Set task 1 >> In the entries, reproduce word for word the stretch from the line containing "Reviewer check: make sure each instance of the white work" through the line containing "(1057, 525)", both included.

Passage provided >>
--- begin ---
# Shot gun question?



## joerugz (Feb 28, 2007)

I have a Winchester model #1300 12 gage pump. When I shoot it, the action comes back about half way open. Is this right?


----------



## Smallmouth Crazy (Apr 4, 2006)

During the guns recoil you might be pulling back on the slide somewhat without really knowing it...once you shoot that gun is automatically ready for you to rack another shell in the chamber..thats the only thing I can think of right off hand...if its not that you might have a problem for a smith to look into.


----------



## freyedknot (Apr 10, 2004)

not if you are holding the forearm to keep it closed????? i had the same gun and used to shoot it 1 handed and yes it would open up if i did not have a hand on the forearm.


----------



## Smallmouth Crazy (Apr 4, 2006)

freyedknot said:


> not if you are holding the forearm to keep it closed????? i had the same gun and used to shoot it 1 handed and yes it would open up if i did not have a hand on the forearm.
--- end ---
Collected data >>
--- begin ---
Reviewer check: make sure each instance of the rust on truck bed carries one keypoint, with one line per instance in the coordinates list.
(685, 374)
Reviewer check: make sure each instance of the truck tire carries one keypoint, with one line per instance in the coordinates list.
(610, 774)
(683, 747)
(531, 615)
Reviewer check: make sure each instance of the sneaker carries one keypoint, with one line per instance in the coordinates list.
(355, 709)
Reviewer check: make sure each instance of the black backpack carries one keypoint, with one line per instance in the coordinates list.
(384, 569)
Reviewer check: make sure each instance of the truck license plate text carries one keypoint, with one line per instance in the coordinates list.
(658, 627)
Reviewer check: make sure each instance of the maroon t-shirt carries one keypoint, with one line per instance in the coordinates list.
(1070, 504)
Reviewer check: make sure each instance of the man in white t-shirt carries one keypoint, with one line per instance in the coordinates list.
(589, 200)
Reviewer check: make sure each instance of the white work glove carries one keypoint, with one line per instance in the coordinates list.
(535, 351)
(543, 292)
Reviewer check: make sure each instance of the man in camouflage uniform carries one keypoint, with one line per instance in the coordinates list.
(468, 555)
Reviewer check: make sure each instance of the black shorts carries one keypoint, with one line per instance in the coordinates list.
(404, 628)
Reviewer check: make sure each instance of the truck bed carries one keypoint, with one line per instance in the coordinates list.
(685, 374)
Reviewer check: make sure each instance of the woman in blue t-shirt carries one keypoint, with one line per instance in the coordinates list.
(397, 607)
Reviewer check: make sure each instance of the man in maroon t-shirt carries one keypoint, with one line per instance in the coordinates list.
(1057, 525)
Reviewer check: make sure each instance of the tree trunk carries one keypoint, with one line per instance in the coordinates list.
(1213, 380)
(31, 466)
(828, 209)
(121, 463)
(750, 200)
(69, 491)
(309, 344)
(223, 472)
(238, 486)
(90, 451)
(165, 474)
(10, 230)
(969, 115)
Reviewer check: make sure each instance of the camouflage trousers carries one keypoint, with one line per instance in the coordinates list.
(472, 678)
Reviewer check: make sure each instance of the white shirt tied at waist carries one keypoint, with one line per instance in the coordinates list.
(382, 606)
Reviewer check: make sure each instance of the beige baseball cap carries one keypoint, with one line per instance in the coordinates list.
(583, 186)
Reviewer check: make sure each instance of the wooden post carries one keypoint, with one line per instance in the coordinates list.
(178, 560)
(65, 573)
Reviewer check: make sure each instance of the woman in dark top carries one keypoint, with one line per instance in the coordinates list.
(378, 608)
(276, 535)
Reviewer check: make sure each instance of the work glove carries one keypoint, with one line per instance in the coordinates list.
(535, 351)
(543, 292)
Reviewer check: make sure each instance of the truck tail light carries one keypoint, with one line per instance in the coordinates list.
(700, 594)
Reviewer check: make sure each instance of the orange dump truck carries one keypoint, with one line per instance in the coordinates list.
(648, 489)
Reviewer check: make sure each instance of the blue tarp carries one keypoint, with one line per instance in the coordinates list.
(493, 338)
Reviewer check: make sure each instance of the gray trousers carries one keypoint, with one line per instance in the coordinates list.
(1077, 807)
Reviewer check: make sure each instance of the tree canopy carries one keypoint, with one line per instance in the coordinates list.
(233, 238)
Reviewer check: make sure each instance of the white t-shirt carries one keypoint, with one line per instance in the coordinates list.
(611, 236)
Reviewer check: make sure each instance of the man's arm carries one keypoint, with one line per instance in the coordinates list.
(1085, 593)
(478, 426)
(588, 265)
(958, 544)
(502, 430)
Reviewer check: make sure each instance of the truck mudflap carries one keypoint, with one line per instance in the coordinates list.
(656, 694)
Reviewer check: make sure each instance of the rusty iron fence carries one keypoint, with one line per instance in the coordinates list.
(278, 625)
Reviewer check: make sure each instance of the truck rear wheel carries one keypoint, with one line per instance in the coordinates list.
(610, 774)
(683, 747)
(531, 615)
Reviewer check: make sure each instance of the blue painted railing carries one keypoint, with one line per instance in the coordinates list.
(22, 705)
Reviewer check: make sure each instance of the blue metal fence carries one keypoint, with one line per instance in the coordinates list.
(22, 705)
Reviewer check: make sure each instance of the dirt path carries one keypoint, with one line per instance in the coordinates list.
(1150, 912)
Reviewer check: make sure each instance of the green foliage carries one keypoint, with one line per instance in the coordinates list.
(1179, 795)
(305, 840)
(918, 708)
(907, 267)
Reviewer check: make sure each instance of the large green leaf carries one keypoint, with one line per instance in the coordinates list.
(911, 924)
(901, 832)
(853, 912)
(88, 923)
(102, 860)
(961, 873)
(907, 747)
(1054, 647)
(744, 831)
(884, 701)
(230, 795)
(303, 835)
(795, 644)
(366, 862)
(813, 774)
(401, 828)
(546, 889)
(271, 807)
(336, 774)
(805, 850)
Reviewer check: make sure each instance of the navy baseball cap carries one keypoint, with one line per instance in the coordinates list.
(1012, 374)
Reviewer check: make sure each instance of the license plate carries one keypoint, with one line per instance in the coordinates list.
--- end ---
--- begin ---
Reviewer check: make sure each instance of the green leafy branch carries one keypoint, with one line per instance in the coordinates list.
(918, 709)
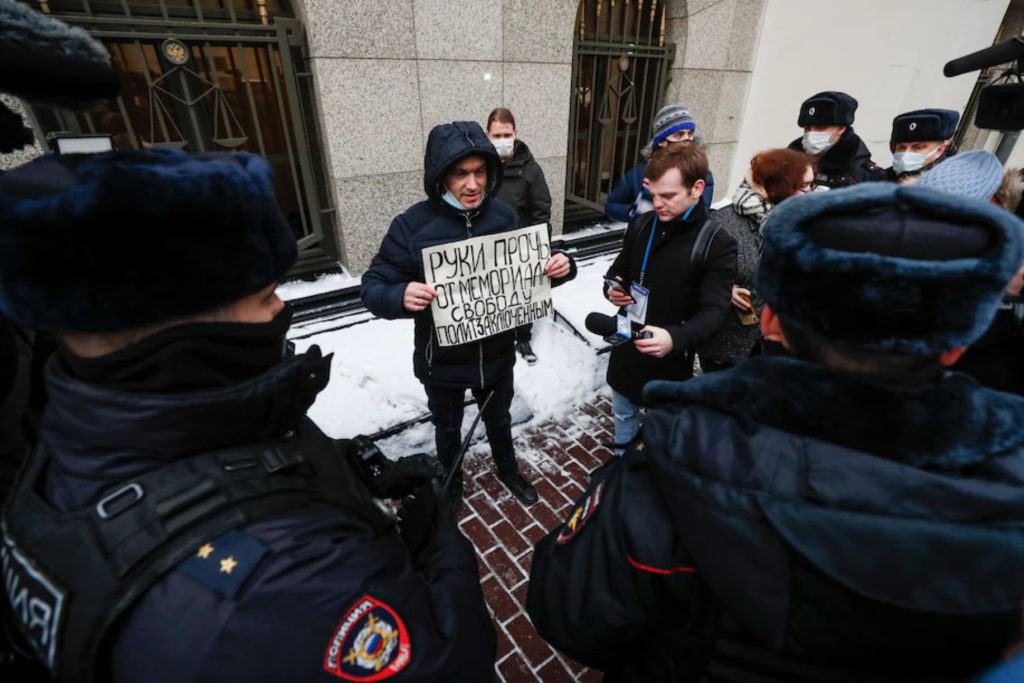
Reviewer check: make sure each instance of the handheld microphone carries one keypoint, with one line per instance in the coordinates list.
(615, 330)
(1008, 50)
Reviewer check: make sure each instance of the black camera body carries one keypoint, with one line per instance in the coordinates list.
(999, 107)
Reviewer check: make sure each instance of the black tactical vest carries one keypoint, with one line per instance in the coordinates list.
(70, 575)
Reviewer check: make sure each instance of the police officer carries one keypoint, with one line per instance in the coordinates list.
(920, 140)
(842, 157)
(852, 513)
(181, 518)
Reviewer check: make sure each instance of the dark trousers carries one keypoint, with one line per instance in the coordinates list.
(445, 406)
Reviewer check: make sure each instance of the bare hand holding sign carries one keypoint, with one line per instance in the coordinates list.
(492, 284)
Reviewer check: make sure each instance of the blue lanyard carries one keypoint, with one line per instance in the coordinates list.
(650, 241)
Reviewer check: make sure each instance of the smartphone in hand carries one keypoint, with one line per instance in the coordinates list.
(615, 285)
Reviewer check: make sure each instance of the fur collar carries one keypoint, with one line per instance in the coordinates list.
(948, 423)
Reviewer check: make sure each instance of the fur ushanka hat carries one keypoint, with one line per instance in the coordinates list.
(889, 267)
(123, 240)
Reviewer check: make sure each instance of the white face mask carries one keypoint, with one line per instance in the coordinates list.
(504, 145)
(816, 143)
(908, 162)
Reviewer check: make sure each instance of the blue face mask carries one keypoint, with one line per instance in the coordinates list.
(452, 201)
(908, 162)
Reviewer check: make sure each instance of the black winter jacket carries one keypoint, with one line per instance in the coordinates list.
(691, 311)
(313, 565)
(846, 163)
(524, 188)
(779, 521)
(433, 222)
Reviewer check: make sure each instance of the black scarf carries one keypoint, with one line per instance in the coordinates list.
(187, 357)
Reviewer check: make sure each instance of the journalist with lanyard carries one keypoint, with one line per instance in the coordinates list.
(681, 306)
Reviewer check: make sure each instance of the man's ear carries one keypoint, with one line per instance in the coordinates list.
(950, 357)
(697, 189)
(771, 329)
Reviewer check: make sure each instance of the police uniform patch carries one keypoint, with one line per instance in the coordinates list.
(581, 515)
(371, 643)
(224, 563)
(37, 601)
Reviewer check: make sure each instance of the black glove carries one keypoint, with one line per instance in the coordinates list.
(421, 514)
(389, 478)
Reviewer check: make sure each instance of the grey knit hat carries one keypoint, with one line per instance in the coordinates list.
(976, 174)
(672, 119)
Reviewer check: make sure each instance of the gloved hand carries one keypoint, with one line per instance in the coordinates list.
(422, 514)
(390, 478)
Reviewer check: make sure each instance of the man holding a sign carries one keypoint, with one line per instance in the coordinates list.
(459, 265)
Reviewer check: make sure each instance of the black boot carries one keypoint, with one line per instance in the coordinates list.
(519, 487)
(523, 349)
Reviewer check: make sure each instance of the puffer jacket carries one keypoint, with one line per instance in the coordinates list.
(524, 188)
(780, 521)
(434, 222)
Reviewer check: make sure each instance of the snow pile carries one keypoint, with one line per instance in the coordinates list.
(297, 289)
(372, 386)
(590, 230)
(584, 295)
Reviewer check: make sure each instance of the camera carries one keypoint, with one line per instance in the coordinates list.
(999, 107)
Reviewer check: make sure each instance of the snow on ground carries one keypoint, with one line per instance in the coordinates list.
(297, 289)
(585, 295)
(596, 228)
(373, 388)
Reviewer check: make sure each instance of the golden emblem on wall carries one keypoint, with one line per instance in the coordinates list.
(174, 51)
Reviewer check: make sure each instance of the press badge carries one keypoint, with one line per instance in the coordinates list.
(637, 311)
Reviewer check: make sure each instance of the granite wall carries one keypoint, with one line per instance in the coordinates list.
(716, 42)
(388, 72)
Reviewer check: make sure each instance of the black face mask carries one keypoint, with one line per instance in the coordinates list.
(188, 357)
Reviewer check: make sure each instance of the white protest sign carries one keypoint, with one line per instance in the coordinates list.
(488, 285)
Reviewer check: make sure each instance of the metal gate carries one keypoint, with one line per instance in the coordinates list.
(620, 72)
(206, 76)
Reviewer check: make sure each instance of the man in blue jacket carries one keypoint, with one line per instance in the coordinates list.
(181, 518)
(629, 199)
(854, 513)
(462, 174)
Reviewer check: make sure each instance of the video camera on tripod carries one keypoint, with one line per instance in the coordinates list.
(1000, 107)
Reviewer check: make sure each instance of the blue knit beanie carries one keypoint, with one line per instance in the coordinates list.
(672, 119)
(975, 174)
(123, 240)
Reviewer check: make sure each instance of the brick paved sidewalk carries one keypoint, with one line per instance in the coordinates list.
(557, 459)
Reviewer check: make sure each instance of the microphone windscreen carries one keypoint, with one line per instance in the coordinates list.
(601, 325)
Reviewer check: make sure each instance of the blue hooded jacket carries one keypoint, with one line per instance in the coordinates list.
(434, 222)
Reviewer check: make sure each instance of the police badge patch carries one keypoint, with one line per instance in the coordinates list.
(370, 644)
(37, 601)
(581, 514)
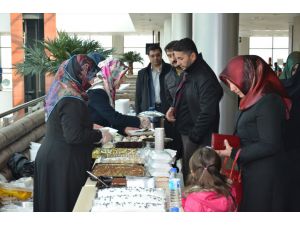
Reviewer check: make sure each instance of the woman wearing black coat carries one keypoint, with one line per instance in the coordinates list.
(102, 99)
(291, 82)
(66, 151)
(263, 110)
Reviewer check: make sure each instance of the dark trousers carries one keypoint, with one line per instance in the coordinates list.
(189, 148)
--- end ---
Set task 2 >>
Based on the shotgun forum thread, answer yes or no to each statement below, and quote the exact words from the thread that decide it.
(a) The original poster owns a Winchester model 1300 12 gauge pump.
(b) freyedknot says the gun stayed closed when fired one-handed.
(c) Smallmouth Crazy says a smith might need to look at the gun if the slide is not the cause.

Task result 1 >>
Reviewer check: make sure each instance of the white work glove carries one keypoint, with one line per instance in the coordinates list.
(535, 351)
(543, 292)
Reviewer check: make sure each instance of the man in camouflage uniform carries one keypoint, with one line per instance in the coordinates list.
(468, 555)
Reviewer check: make sure each instance of the black shorts carries one keypoint, with one line per instance in the coordinates list.
(404, 628)
Reviewer check: make sure each instance of the truck bed carries one keypoint, with one line per instance in the coordinates list.
(685, 374)
Reviewer check: make sure each instance of the woman in blue t-shirt carries one keypoint, with one line per instance in the coordinates list.
(397, 607)
Reviewer check: make sure each instance of the man in maroon t-shirt carries one keypoint, with one line per instance in the coordinates list.
(1057, 525)

Task result 2 >>
(a) Yes: "I have a Winchester model #1300 12 gage pump."
(b) No: "yes it would open up if i did not have a hand on the forearm."
(c) Yes: "if its not that you might have a problem for a smith to look into."